I’m trying to train the google T5-FLAN-XL model but due to resource constraint I am having to lower the precision by setting load_in_8bit = True
model = AutoModelForSeq2SeqLM.from_pretrained(MODEL_NAME, device_map="auto", load_in_8bit=True, return_dict=True)
I’m able to fine tune the model, but at inference time I run into the error :
dim = _get_softmax_dim("log_softmax", input.dim(), _stacklevel)
if dtype is None:
ret = input.log_softmax(dim)
else:
ret = input.log_softmax(dim, dtype=dtype)
RuntimeError: "log_softmax_lastdim_kernel_impl" not implemented for 'Half'
I checked and it is because softmax expects float type tensors. I don’t know how to cast the tensors because the softmax layer in AutoModelForSeq2SeqLM is abstracted. Is there a workaround for how I could get the model trained with 8 bit lowered precision, to generate sequences.
Below is my generate function :
def generate(qamodel, passage, question):
source_encoding = tokenizer(
question,
passage,
max_length=1024,
padding="max_length",
truncation="only_second",
return_attention_mask=True,
add_special_tokens=True,
return_tensors="pt"
)
generated_token_ids = qamodel.model.generate(
input_ids=source_encoding["input_ids"],
attention_mask=source_encoding["attention_mask"],
max_length=64,
num_beams=5,
repetition_penalty=2.5,
length_penalty=1.0,
early_stopping=True
)
preds = [
tokenizer.decode(token_id, skip_special_tokens=True, clean_up_tokenization_spaces=True)
for token_id in generated_token_ids
]
return "".join(preds)
_ _ _ _ _ _ _
Copy out the entire post above about the 8-bit T5-FLAN-XL inference error, word for word.

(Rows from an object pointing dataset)
_ _ _ _ _ _ _
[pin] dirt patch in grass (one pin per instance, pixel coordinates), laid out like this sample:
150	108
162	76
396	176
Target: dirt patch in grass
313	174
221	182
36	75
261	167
_ _ _ _ _ _ _
The answer
I’m trying to train the google T5-FLAN-XL model but due to resource constraint I am having to lower the precision by setting load_in_8bit = True
model = AutoModelForSeq2SeqLM.from_pretrained(MODEL_NAME, device_map="auto", load_in_8bit=True, return_dict=True)
I’m able to fine tune the model, but at inference time I run into the error :
dim = _get_softmax_dim("log_softmax", input.dim(), _stacklevel)
if dtype is None:
ret = input.log_softmax(dim)
else:
ret = input.log_softmax(dim, dtype=dtype)
RuntimeError: "log_softmax_lastdim_kernel_impl" not implemented for 'Half'
I checked and it is because softmax expects float type tensors. I don’t know how to cast the tensors because the softmax layer in AutoModelForSeq2SeqLM is abstracted. Is there a workaround for how I could get the model trained with 8 bit lowered precision, to generate sequences.
Below is my generate function :
def generate(qamodel, passage, question):
source_encoding = tokenizer(
question,
passage,
max_length=1024,
padding="max_length",
truncation="only_second",
return_attention_mask=True,
add_special_tokens=True,
return_tensors="pt"
)
generated_token_ids = qamodel.model.generate(
input_ids=source_encoding["input_ids"],
attention_mask=source_encoding["attention_mask"],
max_length=64,
num_beams=5,
repetition_penalty=2.5,
length_penalty=1.0,
early_stopping=True
)
preds = [
tokenizer.decode(token_id, skip_special_tokens=True, clean_up_tokenization_spaces=True)
for token_id in generated_token_ids
]
return "".join(preds)